§ **WHAT TO WORK ON**:
Extract every line of the data below that contains the string "shirt", treating uppercase and lowercase letters as different.

§ **Dataset items**:
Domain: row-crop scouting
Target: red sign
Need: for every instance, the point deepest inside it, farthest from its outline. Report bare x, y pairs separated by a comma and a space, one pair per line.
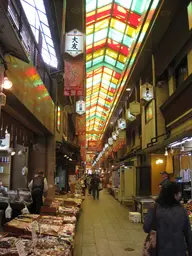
73, 81
94, 145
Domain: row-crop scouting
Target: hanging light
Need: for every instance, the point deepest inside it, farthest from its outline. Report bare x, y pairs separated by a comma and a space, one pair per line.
7, 84
166, 152
172, 151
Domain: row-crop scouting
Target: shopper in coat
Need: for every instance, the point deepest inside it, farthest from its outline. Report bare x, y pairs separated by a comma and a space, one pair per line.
95, 186
38, 186
172, 223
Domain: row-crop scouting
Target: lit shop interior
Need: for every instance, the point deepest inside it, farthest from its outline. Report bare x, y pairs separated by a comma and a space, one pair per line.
176, 161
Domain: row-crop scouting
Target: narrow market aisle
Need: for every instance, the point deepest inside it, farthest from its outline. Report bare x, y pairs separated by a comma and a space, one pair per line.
104, 229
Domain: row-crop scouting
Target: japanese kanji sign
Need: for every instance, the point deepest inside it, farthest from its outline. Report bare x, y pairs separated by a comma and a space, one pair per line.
80, 107
74, 42
73, 81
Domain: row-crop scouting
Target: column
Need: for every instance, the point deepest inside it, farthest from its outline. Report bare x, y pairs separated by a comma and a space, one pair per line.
50, 165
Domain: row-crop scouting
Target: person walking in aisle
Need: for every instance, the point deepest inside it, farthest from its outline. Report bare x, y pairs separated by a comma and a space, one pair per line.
171, 223
38, 186
95, 186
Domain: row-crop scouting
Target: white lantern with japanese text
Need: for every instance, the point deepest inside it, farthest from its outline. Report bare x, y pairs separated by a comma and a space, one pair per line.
130, 117
135, 108
74, 42
110, 141
147, 92
80, 107
121, 123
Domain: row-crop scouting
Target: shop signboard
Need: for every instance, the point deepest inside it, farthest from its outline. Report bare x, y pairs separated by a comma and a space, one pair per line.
73, 79
74, 42
147, 92
121, 123
110, 141
80, 107
20, 248
5, 143
114, 136
72, 179
80, 125
135, 108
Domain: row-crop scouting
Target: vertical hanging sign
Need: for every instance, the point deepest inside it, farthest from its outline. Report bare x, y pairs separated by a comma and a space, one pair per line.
73, 81
74, 42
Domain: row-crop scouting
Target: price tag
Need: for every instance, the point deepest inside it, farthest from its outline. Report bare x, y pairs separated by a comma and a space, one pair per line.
20, 248
34, 234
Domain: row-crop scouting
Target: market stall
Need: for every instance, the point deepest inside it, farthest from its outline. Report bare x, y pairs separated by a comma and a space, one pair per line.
51, 233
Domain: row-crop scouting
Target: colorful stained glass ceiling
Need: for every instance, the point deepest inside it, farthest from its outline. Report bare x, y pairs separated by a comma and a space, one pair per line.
115, 30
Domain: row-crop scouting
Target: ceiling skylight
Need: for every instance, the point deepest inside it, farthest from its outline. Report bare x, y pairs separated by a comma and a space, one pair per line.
115, 30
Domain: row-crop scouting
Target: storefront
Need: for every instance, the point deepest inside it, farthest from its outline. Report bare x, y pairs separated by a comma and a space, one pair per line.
16, 142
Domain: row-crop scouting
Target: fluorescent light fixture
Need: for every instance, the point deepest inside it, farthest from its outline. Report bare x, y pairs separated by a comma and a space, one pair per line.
159, 161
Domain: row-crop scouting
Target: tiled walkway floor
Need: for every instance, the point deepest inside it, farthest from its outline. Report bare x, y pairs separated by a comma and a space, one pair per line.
104, 229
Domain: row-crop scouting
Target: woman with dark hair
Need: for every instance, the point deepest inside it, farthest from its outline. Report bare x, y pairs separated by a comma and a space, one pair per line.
171, 223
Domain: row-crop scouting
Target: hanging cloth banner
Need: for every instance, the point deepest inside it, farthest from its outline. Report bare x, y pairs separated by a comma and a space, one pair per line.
80, 125
73, 81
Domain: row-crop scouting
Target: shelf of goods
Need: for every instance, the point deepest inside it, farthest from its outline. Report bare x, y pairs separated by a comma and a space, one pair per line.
46, 246
55, 234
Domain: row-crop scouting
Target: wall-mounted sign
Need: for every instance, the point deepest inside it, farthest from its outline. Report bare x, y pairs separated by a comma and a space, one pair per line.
5, 143
121, 124
74, 42
73, 80
130, 117
80, 107
114, 136
58, 121
149, 112
135, 108
147, 92
110, 141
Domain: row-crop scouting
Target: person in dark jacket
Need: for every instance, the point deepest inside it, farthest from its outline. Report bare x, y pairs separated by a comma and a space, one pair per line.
174, 236
38, 186
95, 186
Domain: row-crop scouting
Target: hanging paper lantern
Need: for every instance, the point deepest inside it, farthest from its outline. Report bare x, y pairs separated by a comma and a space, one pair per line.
147, 92
130, 117
135, 108
121, 124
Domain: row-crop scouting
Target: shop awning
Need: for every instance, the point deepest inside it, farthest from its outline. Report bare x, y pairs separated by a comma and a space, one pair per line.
162, 145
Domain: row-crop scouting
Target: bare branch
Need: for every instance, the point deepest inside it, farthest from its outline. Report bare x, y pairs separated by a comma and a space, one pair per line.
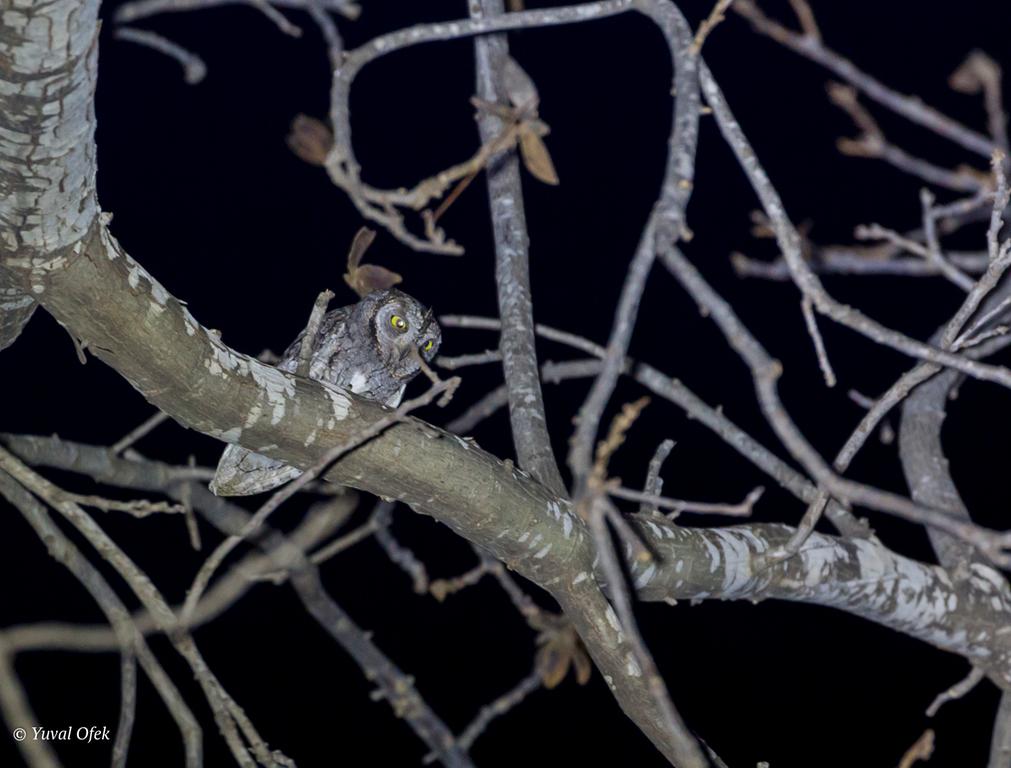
909, 107
194, 70
509, 222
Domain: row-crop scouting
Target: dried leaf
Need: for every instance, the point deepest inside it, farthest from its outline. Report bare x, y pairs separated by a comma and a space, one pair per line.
975, 73
310, 139
519, 86
369, 278
363, 240
553, 662
536, 157
366, 278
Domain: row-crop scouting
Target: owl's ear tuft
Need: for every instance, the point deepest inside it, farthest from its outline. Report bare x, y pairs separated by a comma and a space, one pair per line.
366, 278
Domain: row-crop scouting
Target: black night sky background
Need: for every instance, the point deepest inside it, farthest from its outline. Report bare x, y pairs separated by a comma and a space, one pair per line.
207, 197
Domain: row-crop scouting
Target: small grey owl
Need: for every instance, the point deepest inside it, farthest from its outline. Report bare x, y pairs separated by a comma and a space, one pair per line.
367, 348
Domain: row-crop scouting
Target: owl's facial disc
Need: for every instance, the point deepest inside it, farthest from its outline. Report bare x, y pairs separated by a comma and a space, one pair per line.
403, 329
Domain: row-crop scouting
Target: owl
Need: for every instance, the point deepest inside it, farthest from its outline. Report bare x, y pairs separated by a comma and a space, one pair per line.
368, 348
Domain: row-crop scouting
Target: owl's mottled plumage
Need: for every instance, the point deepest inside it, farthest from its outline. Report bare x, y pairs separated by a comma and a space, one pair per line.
368, 348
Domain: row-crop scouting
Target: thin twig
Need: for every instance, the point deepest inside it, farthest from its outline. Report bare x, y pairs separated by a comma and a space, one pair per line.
741, 509
812, 324
134, 435
256, 521
654, 483
956, 691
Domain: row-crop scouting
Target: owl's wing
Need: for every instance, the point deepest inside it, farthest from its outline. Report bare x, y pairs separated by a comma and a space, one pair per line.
330, 324
243, 473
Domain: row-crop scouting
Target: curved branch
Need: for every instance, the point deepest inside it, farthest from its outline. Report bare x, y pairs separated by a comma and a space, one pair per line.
509, 220
858, 576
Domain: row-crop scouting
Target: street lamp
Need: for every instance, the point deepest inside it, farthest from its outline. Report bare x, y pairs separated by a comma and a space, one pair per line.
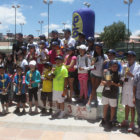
64, 24
48, 2
15, 7
21, 25
41, 22
87, 4
128, 2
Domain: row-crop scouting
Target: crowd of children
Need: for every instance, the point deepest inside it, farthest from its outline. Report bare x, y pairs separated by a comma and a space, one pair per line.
55, 69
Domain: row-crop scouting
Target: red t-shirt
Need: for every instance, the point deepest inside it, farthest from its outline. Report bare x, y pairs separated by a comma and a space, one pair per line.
68, 61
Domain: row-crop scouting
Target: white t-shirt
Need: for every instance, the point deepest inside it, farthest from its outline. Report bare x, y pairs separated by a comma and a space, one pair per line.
42, 55
98, 71
71, 42
128, 86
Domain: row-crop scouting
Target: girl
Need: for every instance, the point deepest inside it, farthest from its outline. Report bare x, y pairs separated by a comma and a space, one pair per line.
70, 61
83, 65
96, 73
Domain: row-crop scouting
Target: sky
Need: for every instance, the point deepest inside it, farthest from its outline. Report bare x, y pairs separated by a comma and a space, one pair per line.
32, 11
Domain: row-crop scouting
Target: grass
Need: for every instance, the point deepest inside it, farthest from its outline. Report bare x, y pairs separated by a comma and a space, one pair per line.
121, 110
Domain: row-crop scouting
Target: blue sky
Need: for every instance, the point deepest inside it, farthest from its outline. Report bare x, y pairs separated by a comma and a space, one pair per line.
32, 11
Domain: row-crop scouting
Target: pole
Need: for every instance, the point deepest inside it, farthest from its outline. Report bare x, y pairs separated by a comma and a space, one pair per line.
48, 20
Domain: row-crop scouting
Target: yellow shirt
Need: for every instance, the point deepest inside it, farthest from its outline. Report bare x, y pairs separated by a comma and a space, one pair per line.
47, 84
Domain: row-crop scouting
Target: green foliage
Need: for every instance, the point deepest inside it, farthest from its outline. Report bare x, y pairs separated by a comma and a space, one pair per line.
114, 33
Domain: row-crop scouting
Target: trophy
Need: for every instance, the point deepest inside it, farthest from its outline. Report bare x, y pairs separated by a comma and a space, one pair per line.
108, 77
3, 85
125, 74
30, 76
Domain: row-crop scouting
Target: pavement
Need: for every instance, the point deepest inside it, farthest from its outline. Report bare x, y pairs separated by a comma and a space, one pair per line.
37, 127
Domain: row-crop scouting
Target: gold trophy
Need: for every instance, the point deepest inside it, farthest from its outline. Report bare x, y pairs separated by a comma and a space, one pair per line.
125, 74
108, 77
3, 86
30, 85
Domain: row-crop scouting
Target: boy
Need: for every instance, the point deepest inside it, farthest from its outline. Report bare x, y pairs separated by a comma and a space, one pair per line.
110, 92
4, 85
59, 90
136, 99
20, 96
32, 80
47, 87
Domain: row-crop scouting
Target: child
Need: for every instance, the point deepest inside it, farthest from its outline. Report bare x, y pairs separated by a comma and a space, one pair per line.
32, 80
110, 92
4, 85
83, 64
127, 91
20, 96
136, 99
47, 87
61, 74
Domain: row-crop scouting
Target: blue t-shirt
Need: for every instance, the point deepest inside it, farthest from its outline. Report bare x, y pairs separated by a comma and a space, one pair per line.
22, 83
35, 77
6, 79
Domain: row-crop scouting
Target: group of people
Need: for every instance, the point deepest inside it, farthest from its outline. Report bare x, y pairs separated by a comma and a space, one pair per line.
63, 69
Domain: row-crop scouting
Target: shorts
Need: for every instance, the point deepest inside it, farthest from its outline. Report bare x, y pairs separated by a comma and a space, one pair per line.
20, 98
72, 74
127, 100
92, 75
4, 98
110, 102
57, 96
46, 95
33, 92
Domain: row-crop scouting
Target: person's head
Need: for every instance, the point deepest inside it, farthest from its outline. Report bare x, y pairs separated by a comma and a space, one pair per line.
32, 65
111, 54
47, 66
81, 37
82, 49
67, 33
71, 51
30, 38
19, 37
90, 42
54, 34
131, 57
42, 44
31, 48
55, 45
114, 66
19, 70
42, 37
2, 70
98, 49
59, 61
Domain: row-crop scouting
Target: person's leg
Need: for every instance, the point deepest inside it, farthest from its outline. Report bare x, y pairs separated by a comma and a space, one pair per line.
71, 80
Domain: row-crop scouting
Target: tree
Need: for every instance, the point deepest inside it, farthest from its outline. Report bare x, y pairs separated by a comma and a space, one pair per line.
114, 33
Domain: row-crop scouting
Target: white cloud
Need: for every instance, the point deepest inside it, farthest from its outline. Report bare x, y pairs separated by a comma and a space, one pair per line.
7, 16
136, 33
44, 14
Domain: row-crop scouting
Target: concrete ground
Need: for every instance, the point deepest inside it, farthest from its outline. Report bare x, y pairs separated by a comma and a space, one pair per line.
37, 127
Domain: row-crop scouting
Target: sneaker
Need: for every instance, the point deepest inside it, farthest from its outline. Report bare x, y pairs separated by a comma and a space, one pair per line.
17, 110
61, 115
103, 122
7, 111
23, 111
57, 112
30, 110
131, 127
36, 110
124, 123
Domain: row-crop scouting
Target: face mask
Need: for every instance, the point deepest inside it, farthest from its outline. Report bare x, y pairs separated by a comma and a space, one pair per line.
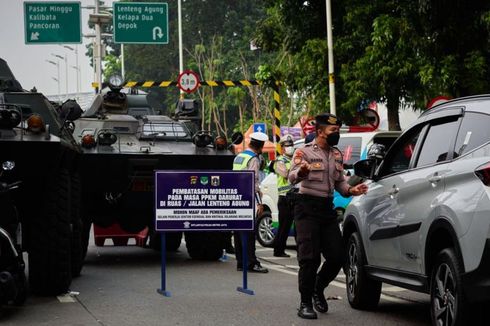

§ **THE ANSWER**:
Target: red t-shirt
Target: white t-shirt
Target: yellow shirt
Target: blue t-shirt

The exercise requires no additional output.